Exercise aim> Please copy out the records word for word, starting at the line that contains "Outline every instance of the bird" and ending at the final line of the records.

## START

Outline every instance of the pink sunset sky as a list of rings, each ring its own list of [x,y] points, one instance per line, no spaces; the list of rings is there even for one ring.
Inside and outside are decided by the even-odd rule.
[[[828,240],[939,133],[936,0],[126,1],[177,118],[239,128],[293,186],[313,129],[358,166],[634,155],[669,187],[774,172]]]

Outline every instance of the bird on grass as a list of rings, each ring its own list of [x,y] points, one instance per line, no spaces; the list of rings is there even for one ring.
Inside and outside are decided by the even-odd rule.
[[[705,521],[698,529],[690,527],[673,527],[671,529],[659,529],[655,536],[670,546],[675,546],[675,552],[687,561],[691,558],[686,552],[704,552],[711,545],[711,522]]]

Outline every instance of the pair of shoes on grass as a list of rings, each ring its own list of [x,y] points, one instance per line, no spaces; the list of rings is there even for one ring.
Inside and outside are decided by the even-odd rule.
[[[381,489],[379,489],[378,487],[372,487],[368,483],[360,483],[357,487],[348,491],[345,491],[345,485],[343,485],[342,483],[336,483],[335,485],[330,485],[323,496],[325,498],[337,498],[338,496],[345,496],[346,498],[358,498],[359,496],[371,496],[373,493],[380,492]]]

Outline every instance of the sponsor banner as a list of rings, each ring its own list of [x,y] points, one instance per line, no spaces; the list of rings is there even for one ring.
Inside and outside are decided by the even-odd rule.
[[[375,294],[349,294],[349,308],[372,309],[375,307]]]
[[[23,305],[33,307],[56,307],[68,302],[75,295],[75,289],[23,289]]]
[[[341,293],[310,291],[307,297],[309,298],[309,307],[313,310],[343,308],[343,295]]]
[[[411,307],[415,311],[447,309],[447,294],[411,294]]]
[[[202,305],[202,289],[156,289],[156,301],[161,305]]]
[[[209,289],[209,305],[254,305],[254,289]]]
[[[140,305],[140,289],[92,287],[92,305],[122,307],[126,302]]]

## END

Reply>
Outline every instance of the bird on grass as a list of rings, each ring its own list of [x,y] points, one instance per line, no spaces; the list of rings is there even for one ring.
Inside and outside are decided by the even-odd rule.
[[[705,521],[698,529],[690,527],[673,527],[671,529],[659,529],[655,536],[670,546],[675,546],[675,552],[687,561],[691,558],[686,552],[704,552],[711,545],[711,522]]]

Outline every instance of the pair of shoes on grass as a list of rings, each ring its own list of [x,y] points, one instance per line, no spaces; the list of rings is there even for one ring.
Inside and outside are decided by the even-odd rule.
[[[381,489],[379,489],[378,487],[372,487],[368,483],[360,483],[357,487],[348,491],[345,491],[345,485],[343,485],[342,483],[336,483],[335,485],[330,485],[323,496],[325,498],[337,498],[338,496],[345,496],[346,498],[358,498],[359,496],[371,496],[373,493],[380,492]]]

Outline every instance of the sponsor banner as a list of rings, each ring its own list of [x,y] points, one instance per line, no spaces; the list of rings is there even for one ring.
Inside and outside are decided by the even-odd rule.
[[[375,294],[349,294],[349,308],[372,309],[375,307]]]
[[[23,305],[33,307],[56,307],[68,302],[75,295],[75,289],[23,289]]]
[[[341,293],[310,291],[307,297],[309,298],[309,307],[313,310],[343,308],[343,295]]]
[[[411,307],[415,311],[447,309],[447,294],[411,294]]]
[[[202,305],[202,289],[156,289],[156,301],[161,305]]]
[[[209,289],[209,305],[254,305],[254,289]]]
[[[140,305],[140,289],[92,287],[92,305],[122,307],[126,302]]]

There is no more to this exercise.